- 文章节选
========================================================================

UniswapV3 部署 - - Foundry Edition
当我阅读 UniswapV3 项目并了解其实现方式时,我想通过测试来进一步学习。然而,我发现大多数在线部署指南都使用 Hardhat 进行部署。因此,我打算撰写一篇使用 Foundry 部署的文档,后续会继续更新和完善。on my Github
UniswapV3是Uniswap协议的第三个版本,是一个去中心化的交易平台,旨在为用户提供流动性提供和交易服务。相较于之前的版本,UniswapV3引入了更加灵活和高级的功能,例如集中价格区间(Concentrated Liquidity),允许提供者在指定的价格范围内提供流动性,从而更好地优化资金利用率和交易执行价格。UniswapV3还引入了更复杂的交易路径,允许用户在多个价格区间进行交易,从而提供更大的灵活性和效率。
首先,UniswapV3 在代码层面的架构和 UniswapV2 的变化则不大,合约层面,主要还是两个库:
core 合约是 uniswap 中负责掌管 pool 和 factory 的仓库。
periphery 存放的是外围合约,这些合约是给用户和开发者一个统一的接口或者是便捷的通证。核心合约有 NFTManager 和 SwapRouter。
与 UniswapV2 不同,不再由 Router 合约作为添加流动性、移除流动性和兑换交易的全部入口,而是把流动性相关的功能放到了单独的合约 NonfungiblePositionManager,而 SwapRouter 主要只用于交易入口。
test/utils/BaseDeploy.sol:setUp
string constant v3FactoryArtifact = "node_modules/@uniswap/v3-core/artifacts/contracts/UniswapV3Factory.sol/UniswapV3Factory.json";
string constant weth9Artifact = "test/utils/WETH9.json";
function setUp() public virtual {
......

========================================================================

- 任务内容
把这篇关于 UniswapV3 部署的文章中从“UniswapV3 部署 - - Foundry”开始、一直到“和 factory 的仓库。”为止的部分逐字重新输入一遍。 作答时只依据上面的文章。

- 目标检测数据
========================================================================

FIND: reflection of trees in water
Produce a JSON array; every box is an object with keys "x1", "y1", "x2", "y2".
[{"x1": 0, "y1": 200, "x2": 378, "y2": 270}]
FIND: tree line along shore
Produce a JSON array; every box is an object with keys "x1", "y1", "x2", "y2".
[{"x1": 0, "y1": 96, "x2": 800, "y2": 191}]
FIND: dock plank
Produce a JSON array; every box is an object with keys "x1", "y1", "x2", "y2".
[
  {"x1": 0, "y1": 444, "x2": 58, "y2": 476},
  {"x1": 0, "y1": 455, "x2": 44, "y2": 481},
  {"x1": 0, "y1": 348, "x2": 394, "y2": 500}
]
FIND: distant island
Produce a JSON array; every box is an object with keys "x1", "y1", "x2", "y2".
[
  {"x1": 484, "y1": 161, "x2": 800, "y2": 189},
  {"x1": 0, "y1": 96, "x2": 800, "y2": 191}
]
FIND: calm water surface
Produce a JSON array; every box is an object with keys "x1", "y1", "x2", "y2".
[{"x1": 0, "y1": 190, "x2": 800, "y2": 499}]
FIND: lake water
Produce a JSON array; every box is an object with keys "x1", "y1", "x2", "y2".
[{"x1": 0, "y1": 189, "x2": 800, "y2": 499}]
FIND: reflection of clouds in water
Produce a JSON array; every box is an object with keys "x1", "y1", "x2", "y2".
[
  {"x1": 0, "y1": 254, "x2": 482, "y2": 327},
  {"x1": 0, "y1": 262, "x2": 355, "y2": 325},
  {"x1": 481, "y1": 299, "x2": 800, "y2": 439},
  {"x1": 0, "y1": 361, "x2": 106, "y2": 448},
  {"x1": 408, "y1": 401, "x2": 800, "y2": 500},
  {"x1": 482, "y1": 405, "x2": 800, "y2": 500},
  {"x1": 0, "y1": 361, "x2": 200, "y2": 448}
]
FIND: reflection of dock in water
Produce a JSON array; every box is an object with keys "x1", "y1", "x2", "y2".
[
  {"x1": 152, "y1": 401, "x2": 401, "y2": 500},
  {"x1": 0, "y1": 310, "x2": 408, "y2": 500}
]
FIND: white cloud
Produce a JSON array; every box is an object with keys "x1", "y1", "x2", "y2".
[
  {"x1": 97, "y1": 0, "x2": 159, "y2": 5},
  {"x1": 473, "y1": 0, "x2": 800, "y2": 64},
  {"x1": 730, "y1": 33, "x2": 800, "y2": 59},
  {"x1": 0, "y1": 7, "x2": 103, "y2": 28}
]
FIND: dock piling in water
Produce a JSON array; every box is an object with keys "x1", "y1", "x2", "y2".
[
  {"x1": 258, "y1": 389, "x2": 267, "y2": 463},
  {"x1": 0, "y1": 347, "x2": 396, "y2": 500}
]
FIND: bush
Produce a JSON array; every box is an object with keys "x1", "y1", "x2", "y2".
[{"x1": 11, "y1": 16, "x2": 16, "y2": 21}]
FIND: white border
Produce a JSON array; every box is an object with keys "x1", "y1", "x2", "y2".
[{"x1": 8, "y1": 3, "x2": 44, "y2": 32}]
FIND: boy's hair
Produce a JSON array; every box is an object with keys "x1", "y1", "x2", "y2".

========================================================================

- 本题解答
UniswapV3 部署 - - Foundry Edition
当我阅读 UniswapV3 项目并了解其实现方式时,我想通过测试来进一步学习。然而,我发现大多数在线部署指南都使用 Hardhat 进行部署。因此,我打算撰写一篇使用 Foundry 部署的文档,后续会继续更新和完善。on my Github
UniswapV3是Uniswap协议的第三个版本,是一个去中心化的交易平台,旨在为用户提供流动性提供和交易服务。相较于之前的版本,UniswapV3引入了更加灵活和高级的功能,例如集中价格区间(Concentrated Liquidity),允许提供者在指定的价格范围内提供流动性,从而更好地优化资金利用率和交易执行价格。UniswapV3还引入了更复杂的交易路径,允许用户在多个价格区间进行交易,从而提供更大的灵活性和效率。
首先,UniswapV3 在代码层面的架构和 UniswapV2 的变化则不大,合约层面,主要还是两个库:
core 合约是 uniswap 中负责掌管 pool 和 factory 的仓库。